Stored data

>>>>>

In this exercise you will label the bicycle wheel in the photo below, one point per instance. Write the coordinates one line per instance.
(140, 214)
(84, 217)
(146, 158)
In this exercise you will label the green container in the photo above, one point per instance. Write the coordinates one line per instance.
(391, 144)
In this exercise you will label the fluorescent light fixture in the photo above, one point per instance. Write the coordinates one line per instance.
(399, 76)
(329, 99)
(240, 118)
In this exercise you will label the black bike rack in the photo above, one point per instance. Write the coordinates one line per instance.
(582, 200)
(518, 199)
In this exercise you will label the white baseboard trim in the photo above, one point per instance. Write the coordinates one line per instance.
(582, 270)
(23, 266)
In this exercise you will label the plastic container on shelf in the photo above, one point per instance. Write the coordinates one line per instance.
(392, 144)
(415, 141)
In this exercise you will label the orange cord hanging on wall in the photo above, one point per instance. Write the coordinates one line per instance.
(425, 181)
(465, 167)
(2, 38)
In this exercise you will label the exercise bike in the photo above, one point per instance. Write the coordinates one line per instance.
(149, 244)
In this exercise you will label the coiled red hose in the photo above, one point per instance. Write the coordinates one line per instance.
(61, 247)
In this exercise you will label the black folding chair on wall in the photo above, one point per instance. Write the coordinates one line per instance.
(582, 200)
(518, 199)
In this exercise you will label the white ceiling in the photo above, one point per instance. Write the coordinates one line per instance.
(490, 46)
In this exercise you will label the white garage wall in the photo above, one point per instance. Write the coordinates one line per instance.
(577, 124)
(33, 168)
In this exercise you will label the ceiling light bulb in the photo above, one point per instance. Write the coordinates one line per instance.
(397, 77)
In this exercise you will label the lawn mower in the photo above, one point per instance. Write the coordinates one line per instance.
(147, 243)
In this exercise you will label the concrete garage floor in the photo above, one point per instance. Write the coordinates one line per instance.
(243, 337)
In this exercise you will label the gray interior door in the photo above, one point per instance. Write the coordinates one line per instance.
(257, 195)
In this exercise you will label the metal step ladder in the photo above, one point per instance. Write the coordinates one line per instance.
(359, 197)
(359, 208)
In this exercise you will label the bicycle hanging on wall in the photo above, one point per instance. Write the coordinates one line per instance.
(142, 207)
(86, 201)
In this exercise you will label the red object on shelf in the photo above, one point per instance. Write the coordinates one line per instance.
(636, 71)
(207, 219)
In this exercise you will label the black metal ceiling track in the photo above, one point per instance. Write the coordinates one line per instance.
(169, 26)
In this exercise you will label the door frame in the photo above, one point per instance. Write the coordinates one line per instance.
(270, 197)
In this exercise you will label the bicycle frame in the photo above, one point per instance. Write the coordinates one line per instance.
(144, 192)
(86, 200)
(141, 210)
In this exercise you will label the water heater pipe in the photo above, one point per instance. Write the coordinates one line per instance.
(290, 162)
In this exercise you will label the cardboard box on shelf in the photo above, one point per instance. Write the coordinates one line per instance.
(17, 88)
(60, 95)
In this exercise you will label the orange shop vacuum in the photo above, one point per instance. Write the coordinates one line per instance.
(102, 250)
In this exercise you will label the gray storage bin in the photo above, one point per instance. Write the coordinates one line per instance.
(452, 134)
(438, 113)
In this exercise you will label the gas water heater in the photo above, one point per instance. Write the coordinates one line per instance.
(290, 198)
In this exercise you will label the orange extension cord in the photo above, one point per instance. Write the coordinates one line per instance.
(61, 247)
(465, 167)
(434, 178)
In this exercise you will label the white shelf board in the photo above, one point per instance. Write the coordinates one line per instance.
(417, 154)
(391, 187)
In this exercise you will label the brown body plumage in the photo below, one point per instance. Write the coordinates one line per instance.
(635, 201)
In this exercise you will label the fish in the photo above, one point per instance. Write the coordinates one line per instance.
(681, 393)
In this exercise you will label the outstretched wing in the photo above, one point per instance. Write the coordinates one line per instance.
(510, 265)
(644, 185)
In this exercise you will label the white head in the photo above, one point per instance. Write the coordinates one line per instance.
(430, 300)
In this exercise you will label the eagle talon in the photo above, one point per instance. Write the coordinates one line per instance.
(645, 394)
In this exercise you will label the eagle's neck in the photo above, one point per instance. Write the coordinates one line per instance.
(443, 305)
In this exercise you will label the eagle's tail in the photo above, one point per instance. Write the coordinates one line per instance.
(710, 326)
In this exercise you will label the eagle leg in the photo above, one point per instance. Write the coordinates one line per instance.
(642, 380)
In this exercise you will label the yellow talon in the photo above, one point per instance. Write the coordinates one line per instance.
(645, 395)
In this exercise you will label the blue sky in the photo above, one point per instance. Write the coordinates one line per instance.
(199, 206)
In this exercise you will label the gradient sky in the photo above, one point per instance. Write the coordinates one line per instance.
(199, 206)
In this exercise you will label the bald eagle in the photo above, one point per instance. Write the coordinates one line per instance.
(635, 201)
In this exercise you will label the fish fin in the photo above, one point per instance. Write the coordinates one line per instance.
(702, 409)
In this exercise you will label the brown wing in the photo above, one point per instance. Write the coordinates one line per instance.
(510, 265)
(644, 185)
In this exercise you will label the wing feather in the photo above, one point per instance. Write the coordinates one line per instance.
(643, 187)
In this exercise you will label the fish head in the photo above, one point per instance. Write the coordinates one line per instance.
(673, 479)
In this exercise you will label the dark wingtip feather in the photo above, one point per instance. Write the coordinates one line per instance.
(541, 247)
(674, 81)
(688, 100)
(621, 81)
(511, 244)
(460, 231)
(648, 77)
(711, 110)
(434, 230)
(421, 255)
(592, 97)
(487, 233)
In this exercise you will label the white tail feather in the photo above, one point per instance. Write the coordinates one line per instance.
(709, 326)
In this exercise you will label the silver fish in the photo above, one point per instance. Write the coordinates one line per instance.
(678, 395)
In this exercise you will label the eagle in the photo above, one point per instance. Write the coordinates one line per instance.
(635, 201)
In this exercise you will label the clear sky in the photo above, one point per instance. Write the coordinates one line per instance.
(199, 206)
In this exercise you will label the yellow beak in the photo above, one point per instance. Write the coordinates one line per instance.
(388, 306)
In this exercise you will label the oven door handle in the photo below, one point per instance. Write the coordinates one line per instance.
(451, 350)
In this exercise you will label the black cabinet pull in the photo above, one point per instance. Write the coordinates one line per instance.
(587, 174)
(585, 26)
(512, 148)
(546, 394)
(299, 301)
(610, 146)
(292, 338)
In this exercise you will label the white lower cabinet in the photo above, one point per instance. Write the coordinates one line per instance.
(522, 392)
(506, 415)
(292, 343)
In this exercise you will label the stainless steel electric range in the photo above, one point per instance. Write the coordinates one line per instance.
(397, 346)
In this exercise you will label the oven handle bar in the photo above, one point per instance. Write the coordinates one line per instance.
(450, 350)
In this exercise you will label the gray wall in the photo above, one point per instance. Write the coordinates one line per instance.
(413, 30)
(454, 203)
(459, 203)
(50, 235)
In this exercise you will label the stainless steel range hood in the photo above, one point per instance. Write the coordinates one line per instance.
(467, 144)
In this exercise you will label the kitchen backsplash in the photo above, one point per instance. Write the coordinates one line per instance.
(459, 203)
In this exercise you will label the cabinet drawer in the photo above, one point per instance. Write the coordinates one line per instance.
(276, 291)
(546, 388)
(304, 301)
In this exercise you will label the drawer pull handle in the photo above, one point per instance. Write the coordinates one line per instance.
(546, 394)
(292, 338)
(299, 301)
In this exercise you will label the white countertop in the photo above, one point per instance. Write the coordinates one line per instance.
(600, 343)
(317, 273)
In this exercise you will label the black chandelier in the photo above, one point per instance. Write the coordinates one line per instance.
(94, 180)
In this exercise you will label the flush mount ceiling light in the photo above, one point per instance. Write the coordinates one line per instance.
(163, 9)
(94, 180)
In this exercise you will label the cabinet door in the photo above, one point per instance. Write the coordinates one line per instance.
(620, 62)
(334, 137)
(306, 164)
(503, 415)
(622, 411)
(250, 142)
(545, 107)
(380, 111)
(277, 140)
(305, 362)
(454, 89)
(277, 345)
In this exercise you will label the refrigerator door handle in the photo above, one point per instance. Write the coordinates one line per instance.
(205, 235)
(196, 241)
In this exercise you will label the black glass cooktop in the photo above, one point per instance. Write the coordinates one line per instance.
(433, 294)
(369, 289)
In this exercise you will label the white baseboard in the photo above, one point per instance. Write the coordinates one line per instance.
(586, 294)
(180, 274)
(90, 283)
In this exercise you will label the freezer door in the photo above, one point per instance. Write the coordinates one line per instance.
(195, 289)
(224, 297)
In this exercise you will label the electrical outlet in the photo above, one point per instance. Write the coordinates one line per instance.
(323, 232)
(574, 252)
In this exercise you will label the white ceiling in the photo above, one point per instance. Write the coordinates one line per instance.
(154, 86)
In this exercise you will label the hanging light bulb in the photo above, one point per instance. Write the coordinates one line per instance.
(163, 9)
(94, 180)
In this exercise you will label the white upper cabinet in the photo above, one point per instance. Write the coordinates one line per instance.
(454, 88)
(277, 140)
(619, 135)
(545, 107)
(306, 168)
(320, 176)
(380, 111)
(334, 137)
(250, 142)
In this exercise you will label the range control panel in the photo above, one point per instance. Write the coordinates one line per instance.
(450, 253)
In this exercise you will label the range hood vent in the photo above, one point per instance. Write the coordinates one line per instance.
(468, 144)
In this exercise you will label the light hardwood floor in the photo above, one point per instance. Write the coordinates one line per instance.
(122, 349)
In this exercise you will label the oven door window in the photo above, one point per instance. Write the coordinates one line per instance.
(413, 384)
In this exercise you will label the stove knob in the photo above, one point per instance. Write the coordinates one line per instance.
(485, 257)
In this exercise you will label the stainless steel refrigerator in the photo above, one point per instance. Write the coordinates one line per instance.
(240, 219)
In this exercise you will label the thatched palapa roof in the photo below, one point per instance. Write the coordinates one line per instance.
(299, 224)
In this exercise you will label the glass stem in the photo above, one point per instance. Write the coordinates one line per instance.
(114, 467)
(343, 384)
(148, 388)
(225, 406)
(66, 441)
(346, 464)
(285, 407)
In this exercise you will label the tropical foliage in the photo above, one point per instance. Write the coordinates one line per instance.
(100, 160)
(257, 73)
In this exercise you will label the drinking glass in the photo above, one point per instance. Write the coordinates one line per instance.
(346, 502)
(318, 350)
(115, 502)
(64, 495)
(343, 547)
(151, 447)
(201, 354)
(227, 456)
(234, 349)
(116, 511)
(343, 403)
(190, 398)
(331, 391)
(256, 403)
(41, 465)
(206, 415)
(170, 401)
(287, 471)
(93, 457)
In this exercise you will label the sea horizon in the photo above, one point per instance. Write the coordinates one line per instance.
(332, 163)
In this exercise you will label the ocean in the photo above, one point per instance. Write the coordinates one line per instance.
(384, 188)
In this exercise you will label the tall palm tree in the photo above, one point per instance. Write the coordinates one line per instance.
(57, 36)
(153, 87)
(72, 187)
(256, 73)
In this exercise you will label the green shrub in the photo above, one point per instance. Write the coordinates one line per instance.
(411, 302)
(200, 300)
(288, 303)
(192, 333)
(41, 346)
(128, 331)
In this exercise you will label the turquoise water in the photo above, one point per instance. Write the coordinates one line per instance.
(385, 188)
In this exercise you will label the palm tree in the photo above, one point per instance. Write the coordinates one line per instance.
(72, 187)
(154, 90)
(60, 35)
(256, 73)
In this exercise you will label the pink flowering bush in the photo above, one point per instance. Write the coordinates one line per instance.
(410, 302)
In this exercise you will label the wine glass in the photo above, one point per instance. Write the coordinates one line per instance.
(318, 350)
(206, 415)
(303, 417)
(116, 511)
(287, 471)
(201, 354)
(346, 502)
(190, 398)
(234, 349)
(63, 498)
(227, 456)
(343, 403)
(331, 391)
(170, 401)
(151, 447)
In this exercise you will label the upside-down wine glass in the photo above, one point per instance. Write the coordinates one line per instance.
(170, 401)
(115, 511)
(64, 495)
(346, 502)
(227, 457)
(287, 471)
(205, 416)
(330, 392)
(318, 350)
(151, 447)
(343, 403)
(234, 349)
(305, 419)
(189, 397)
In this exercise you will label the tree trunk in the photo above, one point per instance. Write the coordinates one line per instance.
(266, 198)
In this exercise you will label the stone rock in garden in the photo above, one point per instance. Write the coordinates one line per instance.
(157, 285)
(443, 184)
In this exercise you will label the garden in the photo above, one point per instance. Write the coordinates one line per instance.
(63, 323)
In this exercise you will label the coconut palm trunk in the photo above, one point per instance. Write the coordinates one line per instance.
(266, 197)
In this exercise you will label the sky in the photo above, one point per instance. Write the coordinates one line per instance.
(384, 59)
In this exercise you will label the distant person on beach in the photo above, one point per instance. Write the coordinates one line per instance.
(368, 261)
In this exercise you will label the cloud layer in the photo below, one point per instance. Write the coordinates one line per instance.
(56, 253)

<<<<<

__What the exercise asks__:
Output the lines from the line containing "In this exercise you will label the tree" to the end, both included; add nothing.

__Result__:
In this exercise you will label the tree trunk in the photo above, one point per instance. Write the coordinates one line per instance.
(266, 198)
In this exercise you will label the stone rock in garden in the photo above, one point per instance. Write the coordinates one line per instance.
(157, 285)
(443, 184)
In this exercise you will label the garden in the photo above, one point per instance. Write the coordinates one line per instance.
(63, 323)
In this exercise you will label the coconut palm trunk in the photo above, one point per instance. Write the coordinates one line per instance.
(266, 197)
In this exercise you will label the sky in the photo above, one point per instance. Write the coordinates one line per instance.
(384, 59)
In this exercise you will label the distant person on beach in the photo above, one point per instance. Write the coordinates one line per instance.
(368, 261)
In this exercise you will label the cloud layer in the photo below, one point per instance. Write the coordinates one line per instance.
(56, 253)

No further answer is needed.